Texte fourni »

La "lutte du peuple" n'est pas notre lutte
Pour ceux à qui il suffit qu'une lutte soit violente pour qu'elle soit révolutionnaire, comme "Libération" par exemple, il faut sans doute saluer la "lutte du peuple de Matagalpa" par exemple, où "les étudiants, les lycéens, les commerçants, les paysans, les employés... se sont soulevés comme un seul homme" (journal du 5 août).
Pour nous, pour le prolétariat mondial, cette énumération est avant tout significative que cette lutte n'est pas la nôtre, même si des prolétaires en sont les premières victimes.

Consigne donnée 1 »
Renvoyez chaque ligne des entrées contenant la chaîne « blue ».

Liste des entrées »
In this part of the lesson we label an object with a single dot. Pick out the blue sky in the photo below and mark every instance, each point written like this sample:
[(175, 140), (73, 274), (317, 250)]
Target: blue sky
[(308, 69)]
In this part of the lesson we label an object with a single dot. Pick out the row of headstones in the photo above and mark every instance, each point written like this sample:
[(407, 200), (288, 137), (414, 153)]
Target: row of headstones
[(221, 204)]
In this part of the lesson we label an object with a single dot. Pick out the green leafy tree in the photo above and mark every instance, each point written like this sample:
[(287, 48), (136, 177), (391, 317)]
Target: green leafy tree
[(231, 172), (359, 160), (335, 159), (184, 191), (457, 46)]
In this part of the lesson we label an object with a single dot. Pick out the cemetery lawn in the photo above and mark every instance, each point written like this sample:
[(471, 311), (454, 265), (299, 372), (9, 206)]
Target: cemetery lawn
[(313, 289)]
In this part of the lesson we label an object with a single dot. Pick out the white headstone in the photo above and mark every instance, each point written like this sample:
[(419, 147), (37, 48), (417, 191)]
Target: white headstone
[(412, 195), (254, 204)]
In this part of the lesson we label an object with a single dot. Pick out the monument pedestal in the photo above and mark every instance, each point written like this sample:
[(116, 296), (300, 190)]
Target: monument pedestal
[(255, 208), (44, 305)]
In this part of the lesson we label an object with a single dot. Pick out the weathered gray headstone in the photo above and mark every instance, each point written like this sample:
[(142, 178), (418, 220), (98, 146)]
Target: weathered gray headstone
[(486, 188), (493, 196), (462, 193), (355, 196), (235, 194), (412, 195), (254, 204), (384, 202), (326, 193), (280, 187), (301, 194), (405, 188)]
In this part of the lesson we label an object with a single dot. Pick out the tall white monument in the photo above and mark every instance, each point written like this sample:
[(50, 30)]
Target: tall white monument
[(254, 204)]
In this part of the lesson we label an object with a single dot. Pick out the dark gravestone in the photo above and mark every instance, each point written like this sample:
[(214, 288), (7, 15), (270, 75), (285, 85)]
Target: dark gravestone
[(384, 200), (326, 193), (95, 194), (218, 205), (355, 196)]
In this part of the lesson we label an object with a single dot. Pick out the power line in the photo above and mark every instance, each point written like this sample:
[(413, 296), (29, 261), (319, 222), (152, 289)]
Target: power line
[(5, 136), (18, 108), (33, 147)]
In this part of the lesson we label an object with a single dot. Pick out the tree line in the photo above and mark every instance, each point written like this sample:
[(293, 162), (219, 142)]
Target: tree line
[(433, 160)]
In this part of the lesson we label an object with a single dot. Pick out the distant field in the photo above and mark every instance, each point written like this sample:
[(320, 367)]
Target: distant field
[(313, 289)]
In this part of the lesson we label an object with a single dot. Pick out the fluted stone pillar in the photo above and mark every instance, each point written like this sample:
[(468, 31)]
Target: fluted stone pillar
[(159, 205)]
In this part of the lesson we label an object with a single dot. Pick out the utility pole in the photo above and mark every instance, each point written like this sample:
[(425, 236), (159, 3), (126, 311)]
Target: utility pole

Consigne donnée 2 »
Veuillez traduire en anglais cette phrase du texte fourni : « Pour nous, pour le prolétariat mondial, cette énumération est avant tout significative que cette lutte n'est pas la nôtre, même si des prolétaires en sont les premières victimes. »

Résultat obtenu 1 »
In this part of the lesson we label an object with a single dot. Pick out the blue sky in the photo below and mark every instance, each point written like this sample:
Target: blue sky

Résultat obtenu 2 »
For us, for the world proletariat, this enumeration above all signifies that this struggle is not ours, even if proletarians are its first victims.